> **OBJECTIF FIXÉ**
D'après le texte de la page, pourquoi la réforme du baccalauréat annoncée pour 2021 a-t-elle provoqué des commentaires inquiets ? Répondez en une à trois phrases.

> **TEXTE DE LA PAGE**
« Aucune question peut-être, dans toute l’organisation de notre enseignement, n’a suscité plus de controverses que le baccalauréat. Souvent modifié, il n’a jamais cessé d’être suspect à ceux qui s’occupent des problèmes d’éducation, ni de provoquer les plaintes des maîtres et des parents… », peut-on lire dans la Revue internationale de l’enseignement de… 1890.
Le constat n’a semble-t-il pas pris une ride !
En février dernier, la réforme annoncée par le ministre de l’Éducation Jean-Michel Blanquer pour 2021 n’a pas manqué de provoquer son lot de commentaires les plus inquiets. Devant la nécessité, reconnue par tous les experts de « dépoussiérer » l’examen et de « l’adapter à son temps », surgit inévitablement la crainte de voir disparaître ce qui est devenu une véritable institution républicaine, censée permettre l’accès au plus grand nombre aux études supérieures…
Cela n’a pourtant pas toujours été le cas. Le baccalauréat, apparu au Moyen Âge, a longtemps été un diplôme réservé à une élite lettrée, aristocratique puis bourgeoise, avant de devenir l’examen de base indispensable à toute formation, tel que nous le connaissons aujourd’hui.
Moyen Âge : un diplôme universitaire « redoutable »

Entrées extraites d'une collection:
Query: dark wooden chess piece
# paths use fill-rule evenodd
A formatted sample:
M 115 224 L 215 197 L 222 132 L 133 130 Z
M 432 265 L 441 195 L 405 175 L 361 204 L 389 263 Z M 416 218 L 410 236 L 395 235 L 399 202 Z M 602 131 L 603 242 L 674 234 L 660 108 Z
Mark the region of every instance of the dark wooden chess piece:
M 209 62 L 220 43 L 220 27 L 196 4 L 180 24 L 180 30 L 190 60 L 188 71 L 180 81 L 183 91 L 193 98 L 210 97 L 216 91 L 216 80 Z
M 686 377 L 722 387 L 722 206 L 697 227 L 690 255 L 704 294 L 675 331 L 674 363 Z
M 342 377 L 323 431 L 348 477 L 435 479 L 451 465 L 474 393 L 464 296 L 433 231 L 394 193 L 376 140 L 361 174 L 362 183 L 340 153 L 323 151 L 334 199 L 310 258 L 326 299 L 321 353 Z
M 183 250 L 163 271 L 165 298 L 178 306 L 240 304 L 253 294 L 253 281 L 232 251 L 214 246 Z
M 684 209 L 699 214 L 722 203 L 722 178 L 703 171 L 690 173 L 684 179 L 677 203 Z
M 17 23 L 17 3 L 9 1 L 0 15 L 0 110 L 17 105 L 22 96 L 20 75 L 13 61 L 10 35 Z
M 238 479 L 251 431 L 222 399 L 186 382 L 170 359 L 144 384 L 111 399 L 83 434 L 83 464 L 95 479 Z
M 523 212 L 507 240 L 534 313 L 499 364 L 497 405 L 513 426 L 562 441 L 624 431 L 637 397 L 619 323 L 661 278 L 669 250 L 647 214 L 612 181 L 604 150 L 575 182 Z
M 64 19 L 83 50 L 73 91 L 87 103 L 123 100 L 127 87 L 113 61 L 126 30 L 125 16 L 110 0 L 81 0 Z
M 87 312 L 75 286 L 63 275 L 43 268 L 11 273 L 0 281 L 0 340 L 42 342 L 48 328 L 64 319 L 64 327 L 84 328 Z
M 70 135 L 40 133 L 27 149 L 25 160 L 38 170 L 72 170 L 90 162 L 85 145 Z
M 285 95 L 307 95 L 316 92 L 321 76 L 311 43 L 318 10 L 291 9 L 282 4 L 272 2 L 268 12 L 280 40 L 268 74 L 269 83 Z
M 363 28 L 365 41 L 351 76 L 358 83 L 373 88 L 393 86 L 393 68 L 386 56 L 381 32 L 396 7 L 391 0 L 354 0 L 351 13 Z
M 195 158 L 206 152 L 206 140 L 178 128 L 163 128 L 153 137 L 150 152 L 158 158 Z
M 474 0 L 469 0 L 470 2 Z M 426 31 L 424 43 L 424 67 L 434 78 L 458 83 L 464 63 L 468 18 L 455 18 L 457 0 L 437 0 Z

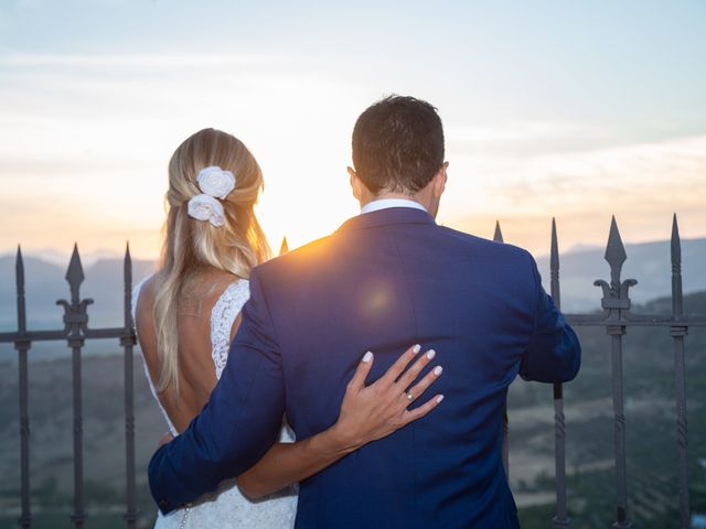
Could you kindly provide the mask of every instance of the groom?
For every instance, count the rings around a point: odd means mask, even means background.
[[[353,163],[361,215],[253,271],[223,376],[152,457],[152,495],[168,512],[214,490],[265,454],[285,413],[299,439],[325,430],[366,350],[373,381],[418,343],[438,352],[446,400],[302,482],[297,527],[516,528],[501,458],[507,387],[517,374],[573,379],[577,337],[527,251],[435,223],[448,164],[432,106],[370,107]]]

* * *

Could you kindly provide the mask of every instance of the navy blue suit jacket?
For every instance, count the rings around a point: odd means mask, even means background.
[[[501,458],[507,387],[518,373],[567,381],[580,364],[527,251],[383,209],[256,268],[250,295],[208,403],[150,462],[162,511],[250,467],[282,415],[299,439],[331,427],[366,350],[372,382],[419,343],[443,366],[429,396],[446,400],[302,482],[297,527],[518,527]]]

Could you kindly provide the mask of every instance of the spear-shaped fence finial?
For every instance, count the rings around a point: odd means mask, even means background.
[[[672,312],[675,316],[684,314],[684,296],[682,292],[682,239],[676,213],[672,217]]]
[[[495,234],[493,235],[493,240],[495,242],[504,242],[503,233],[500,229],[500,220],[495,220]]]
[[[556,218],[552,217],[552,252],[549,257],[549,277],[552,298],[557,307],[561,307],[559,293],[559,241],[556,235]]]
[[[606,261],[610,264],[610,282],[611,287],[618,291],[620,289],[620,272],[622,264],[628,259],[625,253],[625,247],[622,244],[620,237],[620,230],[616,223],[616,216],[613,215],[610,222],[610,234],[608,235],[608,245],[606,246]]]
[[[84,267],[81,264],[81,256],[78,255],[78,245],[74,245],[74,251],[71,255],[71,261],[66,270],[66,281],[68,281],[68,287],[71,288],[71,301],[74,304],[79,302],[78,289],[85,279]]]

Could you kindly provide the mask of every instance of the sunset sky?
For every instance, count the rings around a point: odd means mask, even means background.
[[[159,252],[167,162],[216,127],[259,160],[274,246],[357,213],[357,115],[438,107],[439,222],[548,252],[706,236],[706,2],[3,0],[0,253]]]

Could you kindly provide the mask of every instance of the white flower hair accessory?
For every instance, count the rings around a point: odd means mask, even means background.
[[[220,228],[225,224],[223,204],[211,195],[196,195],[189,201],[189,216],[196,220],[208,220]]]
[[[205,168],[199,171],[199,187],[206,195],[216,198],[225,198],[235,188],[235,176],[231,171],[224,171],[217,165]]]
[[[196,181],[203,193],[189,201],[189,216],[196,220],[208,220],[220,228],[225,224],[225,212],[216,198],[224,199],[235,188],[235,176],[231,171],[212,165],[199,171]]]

* * *

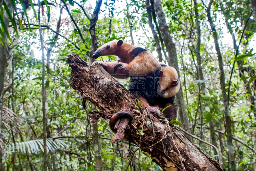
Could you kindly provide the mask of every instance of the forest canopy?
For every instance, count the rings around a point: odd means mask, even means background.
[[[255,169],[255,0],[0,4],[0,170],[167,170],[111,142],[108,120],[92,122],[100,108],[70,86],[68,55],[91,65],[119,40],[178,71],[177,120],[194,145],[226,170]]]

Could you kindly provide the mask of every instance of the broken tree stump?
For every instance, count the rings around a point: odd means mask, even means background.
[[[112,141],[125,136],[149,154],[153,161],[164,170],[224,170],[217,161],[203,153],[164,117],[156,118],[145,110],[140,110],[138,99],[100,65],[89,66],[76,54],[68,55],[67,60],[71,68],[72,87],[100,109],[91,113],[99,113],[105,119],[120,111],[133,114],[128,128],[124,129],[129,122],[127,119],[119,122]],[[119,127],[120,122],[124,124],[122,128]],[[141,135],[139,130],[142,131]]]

> **RÉSULTAT OBTENU**
Tous les experts reconnaissent la nécessité de « dépoussiérer » l'examen et de « l'adapter à son temps ». Cette nécessité fait inévitablement surgir la crainte de voir disparaître ce qui est devenu une véritable institution républicaine, censée permettre l'accès du plus grand nombre aux études supérieures.